PROVIDED RECORDS:

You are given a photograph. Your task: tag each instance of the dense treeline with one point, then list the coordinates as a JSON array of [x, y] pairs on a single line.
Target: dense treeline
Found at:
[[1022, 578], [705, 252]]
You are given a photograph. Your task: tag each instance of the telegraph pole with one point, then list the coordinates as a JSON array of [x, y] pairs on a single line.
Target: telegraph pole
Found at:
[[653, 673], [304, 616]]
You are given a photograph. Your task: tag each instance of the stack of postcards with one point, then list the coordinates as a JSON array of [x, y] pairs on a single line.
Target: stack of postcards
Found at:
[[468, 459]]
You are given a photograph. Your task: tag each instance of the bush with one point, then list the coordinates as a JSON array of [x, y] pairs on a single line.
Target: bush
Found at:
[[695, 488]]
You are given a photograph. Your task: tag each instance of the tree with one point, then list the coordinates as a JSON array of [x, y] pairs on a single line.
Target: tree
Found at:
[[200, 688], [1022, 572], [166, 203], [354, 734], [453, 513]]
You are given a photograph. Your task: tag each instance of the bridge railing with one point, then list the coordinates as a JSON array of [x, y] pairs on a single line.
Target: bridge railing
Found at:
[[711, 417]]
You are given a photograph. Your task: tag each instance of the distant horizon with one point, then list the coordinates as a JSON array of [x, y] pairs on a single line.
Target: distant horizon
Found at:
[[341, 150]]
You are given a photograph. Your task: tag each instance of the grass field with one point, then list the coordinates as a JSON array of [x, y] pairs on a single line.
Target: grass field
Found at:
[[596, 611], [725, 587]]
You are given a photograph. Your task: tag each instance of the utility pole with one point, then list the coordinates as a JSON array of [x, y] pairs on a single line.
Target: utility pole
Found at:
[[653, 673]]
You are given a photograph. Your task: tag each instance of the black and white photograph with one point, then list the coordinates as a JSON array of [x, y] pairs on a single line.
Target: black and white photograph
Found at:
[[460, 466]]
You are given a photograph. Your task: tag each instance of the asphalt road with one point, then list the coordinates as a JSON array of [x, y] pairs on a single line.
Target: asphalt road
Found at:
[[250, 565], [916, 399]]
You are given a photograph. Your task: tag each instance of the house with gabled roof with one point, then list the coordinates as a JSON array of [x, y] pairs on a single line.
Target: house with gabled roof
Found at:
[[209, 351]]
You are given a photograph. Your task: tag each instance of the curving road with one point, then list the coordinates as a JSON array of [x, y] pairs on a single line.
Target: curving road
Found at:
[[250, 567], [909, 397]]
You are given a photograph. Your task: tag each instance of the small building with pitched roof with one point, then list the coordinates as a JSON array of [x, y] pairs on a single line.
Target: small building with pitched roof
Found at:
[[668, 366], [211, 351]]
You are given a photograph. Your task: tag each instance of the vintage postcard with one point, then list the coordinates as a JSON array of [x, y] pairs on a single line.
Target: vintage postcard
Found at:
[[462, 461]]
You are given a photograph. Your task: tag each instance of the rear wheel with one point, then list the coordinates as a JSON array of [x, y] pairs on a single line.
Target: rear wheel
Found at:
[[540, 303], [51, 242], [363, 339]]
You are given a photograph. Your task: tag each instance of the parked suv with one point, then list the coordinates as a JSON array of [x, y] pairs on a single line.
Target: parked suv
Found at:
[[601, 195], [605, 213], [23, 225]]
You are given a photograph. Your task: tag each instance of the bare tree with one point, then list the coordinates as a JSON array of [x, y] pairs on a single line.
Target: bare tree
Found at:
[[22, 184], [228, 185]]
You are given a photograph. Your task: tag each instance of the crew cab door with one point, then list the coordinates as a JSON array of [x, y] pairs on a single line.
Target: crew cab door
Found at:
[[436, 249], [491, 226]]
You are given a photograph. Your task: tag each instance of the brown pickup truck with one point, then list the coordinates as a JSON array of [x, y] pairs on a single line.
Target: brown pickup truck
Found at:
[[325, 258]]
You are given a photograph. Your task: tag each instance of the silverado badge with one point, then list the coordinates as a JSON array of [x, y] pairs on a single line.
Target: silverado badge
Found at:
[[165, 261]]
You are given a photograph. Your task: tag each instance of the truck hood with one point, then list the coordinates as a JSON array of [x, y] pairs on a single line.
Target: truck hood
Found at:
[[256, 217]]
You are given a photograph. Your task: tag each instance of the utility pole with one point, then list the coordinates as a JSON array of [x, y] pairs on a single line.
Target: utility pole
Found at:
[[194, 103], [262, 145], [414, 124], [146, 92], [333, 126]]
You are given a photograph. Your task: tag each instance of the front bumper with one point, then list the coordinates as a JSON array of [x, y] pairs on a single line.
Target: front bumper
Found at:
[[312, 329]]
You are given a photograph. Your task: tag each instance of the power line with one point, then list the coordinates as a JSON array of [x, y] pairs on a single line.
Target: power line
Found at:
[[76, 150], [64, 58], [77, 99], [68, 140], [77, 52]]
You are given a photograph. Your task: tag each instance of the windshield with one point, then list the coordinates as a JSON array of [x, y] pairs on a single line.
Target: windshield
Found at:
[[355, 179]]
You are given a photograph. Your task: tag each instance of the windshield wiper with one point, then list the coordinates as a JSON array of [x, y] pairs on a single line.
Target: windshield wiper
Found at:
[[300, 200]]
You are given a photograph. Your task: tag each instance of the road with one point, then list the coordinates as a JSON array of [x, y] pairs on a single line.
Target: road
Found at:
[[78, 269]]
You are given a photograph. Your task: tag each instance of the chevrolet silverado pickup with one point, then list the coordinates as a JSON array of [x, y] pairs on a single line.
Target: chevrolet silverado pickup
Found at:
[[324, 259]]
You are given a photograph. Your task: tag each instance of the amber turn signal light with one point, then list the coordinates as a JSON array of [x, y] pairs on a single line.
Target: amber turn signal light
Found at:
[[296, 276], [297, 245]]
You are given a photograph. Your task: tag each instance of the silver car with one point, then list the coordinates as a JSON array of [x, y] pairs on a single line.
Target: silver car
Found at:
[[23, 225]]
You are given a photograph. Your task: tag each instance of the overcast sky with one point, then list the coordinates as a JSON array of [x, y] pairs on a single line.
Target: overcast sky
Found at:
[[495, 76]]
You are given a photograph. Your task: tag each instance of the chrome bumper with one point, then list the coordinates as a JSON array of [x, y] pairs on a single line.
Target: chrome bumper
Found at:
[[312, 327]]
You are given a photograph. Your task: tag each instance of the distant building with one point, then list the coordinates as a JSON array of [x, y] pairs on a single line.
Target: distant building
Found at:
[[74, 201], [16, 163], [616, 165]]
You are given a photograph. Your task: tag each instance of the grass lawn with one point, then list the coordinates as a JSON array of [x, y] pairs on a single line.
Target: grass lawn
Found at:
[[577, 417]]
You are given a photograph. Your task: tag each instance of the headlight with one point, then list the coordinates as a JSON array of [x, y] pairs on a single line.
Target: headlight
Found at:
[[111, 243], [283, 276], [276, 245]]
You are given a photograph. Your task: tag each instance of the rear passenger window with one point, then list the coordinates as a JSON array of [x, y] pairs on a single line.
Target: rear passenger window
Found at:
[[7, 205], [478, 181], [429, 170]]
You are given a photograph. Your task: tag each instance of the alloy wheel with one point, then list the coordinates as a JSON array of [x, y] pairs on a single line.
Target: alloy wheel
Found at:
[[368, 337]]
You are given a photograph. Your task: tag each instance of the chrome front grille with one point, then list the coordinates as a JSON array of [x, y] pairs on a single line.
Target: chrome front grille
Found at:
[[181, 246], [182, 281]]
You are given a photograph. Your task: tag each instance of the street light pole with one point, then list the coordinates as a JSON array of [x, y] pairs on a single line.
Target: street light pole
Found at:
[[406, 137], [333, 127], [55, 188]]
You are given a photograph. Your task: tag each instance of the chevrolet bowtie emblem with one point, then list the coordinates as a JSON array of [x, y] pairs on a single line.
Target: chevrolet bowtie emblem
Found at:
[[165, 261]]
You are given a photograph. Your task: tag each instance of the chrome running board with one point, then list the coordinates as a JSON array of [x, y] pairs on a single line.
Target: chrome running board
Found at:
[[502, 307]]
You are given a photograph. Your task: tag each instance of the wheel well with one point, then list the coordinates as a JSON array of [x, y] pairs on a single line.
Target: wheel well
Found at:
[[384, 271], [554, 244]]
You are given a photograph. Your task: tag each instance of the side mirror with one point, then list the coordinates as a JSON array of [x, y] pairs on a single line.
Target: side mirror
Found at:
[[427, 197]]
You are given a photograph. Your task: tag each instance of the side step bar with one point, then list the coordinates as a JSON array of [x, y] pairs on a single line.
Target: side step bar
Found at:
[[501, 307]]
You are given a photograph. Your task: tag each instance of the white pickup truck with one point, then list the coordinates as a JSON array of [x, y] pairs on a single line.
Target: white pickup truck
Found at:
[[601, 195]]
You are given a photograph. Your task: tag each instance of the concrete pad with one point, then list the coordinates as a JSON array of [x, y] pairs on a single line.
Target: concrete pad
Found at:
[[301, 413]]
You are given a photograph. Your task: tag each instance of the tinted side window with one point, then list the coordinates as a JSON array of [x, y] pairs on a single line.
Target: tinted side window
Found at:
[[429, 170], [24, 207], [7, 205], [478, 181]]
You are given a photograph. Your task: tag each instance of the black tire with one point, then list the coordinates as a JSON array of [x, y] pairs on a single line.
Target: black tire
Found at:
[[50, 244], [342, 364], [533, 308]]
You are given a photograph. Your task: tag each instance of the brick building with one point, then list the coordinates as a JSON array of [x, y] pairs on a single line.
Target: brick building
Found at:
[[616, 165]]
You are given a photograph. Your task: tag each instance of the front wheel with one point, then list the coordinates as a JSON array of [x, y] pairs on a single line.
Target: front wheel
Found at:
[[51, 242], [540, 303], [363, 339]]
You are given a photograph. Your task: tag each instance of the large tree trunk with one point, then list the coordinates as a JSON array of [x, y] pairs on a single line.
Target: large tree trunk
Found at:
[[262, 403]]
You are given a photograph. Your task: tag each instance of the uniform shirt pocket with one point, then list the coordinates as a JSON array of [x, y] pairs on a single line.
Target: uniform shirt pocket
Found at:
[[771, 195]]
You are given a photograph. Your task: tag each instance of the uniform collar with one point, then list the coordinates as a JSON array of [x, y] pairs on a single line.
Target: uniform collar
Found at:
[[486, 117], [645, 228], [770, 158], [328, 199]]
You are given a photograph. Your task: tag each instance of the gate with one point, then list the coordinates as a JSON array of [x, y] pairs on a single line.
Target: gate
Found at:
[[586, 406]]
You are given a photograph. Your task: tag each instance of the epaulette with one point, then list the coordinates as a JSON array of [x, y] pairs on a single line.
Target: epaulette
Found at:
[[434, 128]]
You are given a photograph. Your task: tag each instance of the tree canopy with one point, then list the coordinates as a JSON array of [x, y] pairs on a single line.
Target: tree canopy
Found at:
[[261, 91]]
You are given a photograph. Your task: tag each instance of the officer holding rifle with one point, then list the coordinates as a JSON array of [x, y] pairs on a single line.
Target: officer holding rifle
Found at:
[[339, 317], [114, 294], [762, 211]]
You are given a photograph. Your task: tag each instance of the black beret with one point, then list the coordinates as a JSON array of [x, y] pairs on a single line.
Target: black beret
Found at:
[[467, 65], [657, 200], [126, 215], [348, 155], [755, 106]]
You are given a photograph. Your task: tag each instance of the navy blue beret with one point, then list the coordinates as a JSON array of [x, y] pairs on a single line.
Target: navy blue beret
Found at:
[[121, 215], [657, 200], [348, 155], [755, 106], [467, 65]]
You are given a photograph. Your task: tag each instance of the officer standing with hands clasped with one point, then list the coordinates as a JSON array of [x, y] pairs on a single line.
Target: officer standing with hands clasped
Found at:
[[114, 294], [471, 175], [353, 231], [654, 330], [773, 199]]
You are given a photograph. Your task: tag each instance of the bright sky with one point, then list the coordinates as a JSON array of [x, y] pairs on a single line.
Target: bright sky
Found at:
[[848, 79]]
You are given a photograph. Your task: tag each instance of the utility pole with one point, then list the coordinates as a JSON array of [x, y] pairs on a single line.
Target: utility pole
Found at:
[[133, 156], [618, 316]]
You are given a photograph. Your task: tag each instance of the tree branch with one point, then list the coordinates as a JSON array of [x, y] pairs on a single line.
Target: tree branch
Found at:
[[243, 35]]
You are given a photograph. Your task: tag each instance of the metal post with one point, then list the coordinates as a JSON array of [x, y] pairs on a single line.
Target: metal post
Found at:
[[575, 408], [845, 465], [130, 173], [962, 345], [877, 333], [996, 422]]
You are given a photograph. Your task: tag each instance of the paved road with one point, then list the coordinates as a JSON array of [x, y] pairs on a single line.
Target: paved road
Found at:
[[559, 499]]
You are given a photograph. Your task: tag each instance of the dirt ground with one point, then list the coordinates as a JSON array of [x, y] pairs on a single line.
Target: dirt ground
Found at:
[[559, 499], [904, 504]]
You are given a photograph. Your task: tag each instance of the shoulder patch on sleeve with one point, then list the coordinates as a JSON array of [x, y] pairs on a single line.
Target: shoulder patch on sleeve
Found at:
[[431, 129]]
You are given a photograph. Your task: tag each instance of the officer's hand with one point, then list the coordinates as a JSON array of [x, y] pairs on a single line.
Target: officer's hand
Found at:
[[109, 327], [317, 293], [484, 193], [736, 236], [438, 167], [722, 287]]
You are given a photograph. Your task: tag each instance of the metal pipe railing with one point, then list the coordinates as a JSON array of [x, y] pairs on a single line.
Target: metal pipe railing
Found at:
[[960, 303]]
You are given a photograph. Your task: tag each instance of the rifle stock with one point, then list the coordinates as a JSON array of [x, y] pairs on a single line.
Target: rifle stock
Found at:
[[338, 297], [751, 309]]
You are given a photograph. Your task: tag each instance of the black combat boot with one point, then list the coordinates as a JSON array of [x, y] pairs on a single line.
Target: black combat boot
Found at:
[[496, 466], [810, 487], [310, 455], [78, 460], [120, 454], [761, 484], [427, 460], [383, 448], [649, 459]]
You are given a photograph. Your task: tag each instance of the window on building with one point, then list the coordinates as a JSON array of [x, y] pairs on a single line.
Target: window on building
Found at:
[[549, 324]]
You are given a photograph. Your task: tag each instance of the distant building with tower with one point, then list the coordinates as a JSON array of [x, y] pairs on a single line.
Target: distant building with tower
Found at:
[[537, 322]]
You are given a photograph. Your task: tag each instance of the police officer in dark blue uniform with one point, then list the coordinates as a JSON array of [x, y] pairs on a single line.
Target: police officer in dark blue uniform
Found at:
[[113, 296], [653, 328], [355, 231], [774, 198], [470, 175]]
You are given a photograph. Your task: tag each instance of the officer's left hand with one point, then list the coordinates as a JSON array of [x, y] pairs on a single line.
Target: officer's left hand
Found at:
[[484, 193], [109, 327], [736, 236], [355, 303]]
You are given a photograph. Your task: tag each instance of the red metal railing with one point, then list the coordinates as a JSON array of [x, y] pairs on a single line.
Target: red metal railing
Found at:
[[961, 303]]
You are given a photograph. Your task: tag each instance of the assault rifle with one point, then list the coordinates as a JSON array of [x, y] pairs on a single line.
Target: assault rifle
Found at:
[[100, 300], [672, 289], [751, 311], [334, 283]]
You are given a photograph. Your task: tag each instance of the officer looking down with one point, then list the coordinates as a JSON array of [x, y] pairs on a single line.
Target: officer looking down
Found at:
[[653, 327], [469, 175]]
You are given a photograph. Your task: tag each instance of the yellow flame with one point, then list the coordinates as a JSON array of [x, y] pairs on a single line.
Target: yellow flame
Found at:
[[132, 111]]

SET EXERCISE:
Rewrite the data above, starting at the line that contains "the grass lawn" and ending at the line that contains "[[7, 205], [478, 181], [429, 170]]", offsetting every x and y coordinate in the answers by adding 106. Keep every other line in that span unchanged.

WORKED SOLUTION:
You are given a photograph. Your task: tag each instance of the grass lawn with one point, then list the coordinates as a JSON array of [x, y] pairs on a single line.
Target: grass lawn
Found at:
[[683, 523]]
You are given a photograph. Your task: tag each instance of the headlight with one point, then list the coordinates as a JSON array of [x, y] pairs on a single line.
Target: headlight
Found at:
[[217, 349], [389, 382], [382, 351]]
You are given a photograph. Your task: tag each instance of the rear passenger window with one point, then list the coordinates as a JSON array of [x, y] pairs on a single line.
Target: rear passenger window
Found at:
[[113, 311], [584, 287], [535, 276]]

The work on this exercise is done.